◆ Given exercise 1
Based on the Mud Bowl parade passage, state whether each of the following statements agrees with it: (a) the parade was not held in 2007 because of road reconstruction on North Conway's Main Street; (b) this year's parade runs from Schouler Park to the John Fuller Elementary School; (c) the Mudsharks chose the theme "Grease." Answer each one yes or no, and quote the deciding words of the Mud Bowl parade passage.

◆ Excerpted passage
==============================
Steve Eastman (1949-2008), who was Mud Bowl chair at the time, had a fun idea back in 1981. Just as California's Rose Bowl had its “Tournament of Roses Parade” every New Year's Day, my ever-creative and always-thinking older brother and MWV Hogs co-founder believed that North Conway's Mud Bowl ought to have its own “Tournament of Mud” parade.9-7-mud-bowl-2012-1Mud Bowl action Friday. (JAMIE GEMMITI PHOTO)
It would complement Mud Bowl's goal of entertaining people.
A highlight that first year was the appearance of Maine's blue-ribbon winning, 650-pound hog, Jimmy Dean, who was accompanied by his hefty, coveralled, farmer owner, Orin.
It's been a fall hit ever since, other than one year (2007) when the parade was not held due to road reconstruction on North Conway's Main Street.
Over the years, parade themes have included “Muddy Gras,” “Club Mud,” “Shootout at the OK Corral,” “2001: A Mud Odyssey,” “Mudstock,” “Viva Mud Vegas,” and “Muddywood,” and last year's, “TV Com-muddies,” to name a few.
This year's theme is “Mud Bowl, The Musical.” The parade will proceed down North Conway's Main Street from the John Fuller Elementary School to Schouler Park at 10 a.m.
The always-entertaining procession is sponsored by Mud Bowl's overall sponsor, Amoskeag Beverages of Bow, with both an Open and a Team Class.
Floats will be entered by the teams for the team class, and by the community in the open class.
The following themes have been chosen by the teams: 11-time champion (but not since 1992) Mount Washington Valley Hogs, “Rock of Ages;” The Crocs, “Annie;” Mudsharks (they've got a bye this year from the parade in a raffle drawing that raised $352 for charities so they have opted not to have an entry); Rats, “Mudlahoma,” Gumbys, “Spamalot;” Predators, “Blue (Mud) Man Group; Mudcats, “Wizard of Mud;” Mud Ducks, “Grease,” Muckaneers, “Fame,” Muddas, 18-time champion Muddas, “West Side Story,” and Mudbassadors, “Singing in the Rain.”
==============================
◆ Exercise material
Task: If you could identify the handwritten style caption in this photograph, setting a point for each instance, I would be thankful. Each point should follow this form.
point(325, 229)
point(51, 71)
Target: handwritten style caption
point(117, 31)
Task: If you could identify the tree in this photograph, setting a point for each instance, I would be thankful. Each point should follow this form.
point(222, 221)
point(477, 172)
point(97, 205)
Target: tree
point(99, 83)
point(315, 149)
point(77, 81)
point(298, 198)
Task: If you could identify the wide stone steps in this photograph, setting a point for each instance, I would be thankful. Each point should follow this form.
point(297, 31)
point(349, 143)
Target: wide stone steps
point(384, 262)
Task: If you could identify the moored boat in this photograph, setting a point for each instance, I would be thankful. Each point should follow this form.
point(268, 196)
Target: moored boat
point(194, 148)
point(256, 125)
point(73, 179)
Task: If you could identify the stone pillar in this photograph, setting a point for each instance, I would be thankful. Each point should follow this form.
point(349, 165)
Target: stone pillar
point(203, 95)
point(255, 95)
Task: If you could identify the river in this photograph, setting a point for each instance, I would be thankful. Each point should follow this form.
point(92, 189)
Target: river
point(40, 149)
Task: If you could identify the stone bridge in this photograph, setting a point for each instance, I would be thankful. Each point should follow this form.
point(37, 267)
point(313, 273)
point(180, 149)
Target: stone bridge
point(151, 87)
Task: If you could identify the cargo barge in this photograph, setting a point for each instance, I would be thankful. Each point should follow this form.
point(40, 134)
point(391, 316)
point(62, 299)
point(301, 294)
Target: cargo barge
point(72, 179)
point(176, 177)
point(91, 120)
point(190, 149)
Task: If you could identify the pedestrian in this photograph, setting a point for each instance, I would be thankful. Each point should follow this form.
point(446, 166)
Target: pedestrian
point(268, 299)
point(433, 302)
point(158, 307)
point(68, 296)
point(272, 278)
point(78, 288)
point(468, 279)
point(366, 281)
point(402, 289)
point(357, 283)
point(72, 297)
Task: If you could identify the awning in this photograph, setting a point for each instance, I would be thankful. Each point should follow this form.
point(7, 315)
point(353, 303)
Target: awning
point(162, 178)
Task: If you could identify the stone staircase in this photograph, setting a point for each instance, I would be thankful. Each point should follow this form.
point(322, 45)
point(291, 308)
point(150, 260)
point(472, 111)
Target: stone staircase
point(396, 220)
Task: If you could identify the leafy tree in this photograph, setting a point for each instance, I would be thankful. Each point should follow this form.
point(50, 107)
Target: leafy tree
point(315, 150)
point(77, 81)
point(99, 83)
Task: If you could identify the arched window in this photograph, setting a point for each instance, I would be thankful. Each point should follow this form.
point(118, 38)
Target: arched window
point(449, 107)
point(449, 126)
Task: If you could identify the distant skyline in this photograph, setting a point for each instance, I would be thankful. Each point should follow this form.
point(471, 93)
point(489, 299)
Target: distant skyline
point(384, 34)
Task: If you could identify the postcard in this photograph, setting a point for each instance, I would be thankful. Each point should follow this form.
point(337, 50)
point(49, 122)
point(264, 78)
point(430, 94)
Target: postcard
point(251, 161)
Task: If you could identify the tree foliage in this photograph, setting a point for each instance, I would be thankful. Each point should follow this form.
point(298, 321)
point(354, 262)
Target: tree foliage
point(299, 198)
==============================
◆ Given exercise 2
Resize the entries, beginning with the line that contains "Task: If you could identify the stone staircase" and continuing through the last line of the entries, with both ends included. Reproduce every line, requests included, and multiply each point coordinate in the answers by 1.35, rounding to whole numbers with halves rounded up; return only these lines.

◆ Finished answer 1
(a) Yes: "other than one year (2007) when the parade was not held due to road reconstruction on North Conway's Main Street."
(b) No: "The parade will proceed down North Conway's Main Street from the John Fuller Elementary School to Schouler Park at 10 a.m."
(c) No: "so they have opted not to have an entry"

◆ Finished answer 2
Task: If you could identify the stone staircase in this photograph, setting a point for each instance, I would be thankful. Each point should follow this form.
point(322, 45)
point(291, 308)
point(150, 260)
point(472, 111)
Target: stone staircase
point(535, 297)
Task: If you could identify the leafy tree in this photograph, setting a point for each instance, I would be thankful. Each point should follow this form.
point(50, 107)
Target: leafy tree
point(425, 203)
point(104, 109)
point(134, 112)
Task: If you could identify the arched window in this photograph, setting a point for each instance, I would be thankful. Each point should follow this form.
point(118, 38)
Target: arched window
point(606, 144)
point(606, 170)
Task: If you could identify the distant skyline in this photograph, setting a point for each instance, I would be thankful. Each point should follow this form.
point(471, 93)
point(489, 299)
Target: distant skyline
point(518, 46)
Task: If you could identify the postcard in this photograph, setting a point for each instance, I would be thankful. Each point should follow this form.
point(337, 50)
point(49, 122)
point(264, 78)
point(430, 94)
Target: postcard
point(339, 217)
Task: If you could identify the tree foliage in this photograph, setting a point for each instance, I would be thankful. Each point should follow this form.
point(298, 321)
point(354, 262)
Target: tree foliage
point(404, 267)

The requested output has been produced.